- [Directive] Copy the lines word for word, starting at the line that contains "written like (47,315)." and continuing through the final line, including both of those lines.
···
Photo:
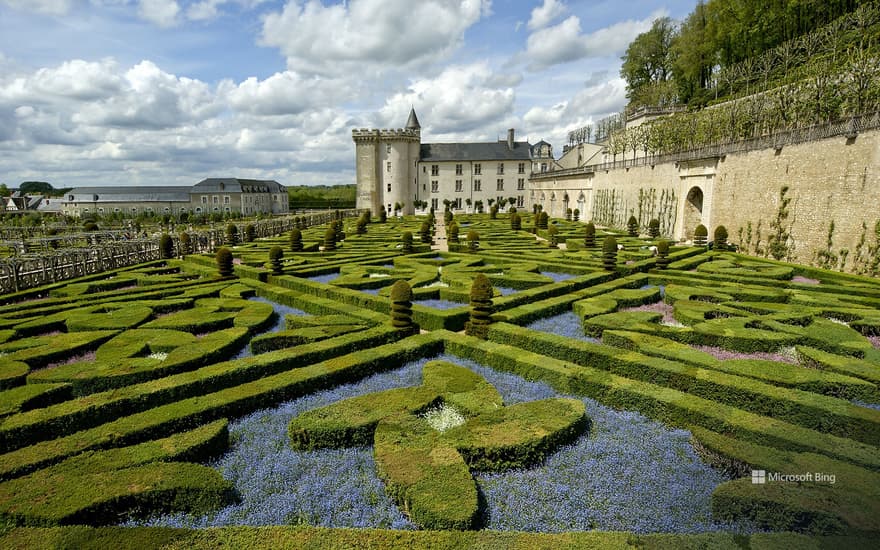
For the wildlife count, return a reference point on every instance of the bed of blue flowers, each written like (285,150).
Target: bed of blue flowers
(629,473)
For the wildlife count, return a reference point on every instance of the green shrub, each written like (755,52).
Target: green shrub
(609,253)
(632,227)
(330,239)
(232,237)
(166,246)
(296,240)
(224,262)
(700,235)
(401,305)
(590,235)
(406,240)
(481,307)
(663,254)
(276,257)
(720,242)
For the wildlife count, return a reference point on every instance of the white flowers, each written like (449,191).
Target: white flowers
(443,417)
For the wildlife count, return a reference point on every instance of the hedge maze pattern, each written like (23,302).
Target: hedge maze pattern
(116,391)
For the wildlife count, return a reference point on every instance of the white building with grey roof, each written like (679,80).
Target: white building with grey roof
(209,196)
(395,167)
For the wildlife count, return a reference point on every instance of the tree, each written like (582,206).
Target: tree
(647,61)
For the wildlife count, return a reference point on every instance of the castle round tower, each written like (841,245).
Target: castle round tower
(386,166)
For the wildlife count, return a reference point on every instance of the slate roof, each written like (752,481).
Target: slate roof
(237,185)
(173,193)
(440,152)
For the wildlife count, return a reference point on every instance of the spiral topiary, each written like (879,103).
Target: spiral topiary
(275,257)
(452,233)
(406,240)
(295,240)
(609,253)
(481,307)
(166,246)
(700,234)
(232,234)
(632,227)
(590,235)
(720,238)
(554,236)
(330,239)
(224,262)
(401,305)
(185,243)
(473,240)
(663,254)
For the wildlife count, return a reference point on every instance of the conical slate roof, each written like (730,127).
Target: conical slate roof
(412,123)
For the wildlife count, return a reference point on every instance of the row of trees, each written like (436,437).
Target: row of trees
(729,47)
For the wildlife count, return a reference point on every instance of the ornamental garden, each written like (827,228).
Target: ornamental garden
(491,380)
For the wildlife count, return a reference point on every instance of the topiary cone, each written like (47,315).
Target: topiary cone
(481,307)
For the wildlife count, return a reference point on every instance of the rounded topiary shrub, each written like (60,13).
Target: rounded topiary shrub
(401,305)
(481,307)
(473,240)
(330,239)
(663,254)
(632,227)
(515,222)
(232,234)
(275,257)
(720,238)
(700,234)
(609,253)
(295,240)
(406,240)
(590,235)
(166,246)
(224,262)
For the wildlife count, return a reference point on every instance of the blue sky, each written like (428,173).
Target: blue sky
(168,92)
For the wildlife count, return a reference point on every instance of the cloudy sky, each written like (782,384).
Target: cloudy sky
···
- [Problem solution]
For the wildlife count, return a reference point on every instance of the topiary cone, each written like (47,315).
Target: topiary cone
(481,307)
For the wildlife count, return a reference point on every instance of the rounded topiary shrub, each written like (60,13).
Target: rounded topiary shrub
(401,305)
(481,307)
(473,240)
(330,239)
(663,254)
(632,227)
(515,222)
(232,234)
(275,257)
(720,238)
(700,234)
(609,253)
(295,240)
(406,240)
(590,235)
(166,246)
(224,262)
For the wildlife count, return a reference point on every instance of the blue sky, each written like (428,173).
Target: blue sky
(168,92)
For the wildlife count, return a reference point on every instance of the cloudy sky, each written like (782,384).
Target: cloudy sky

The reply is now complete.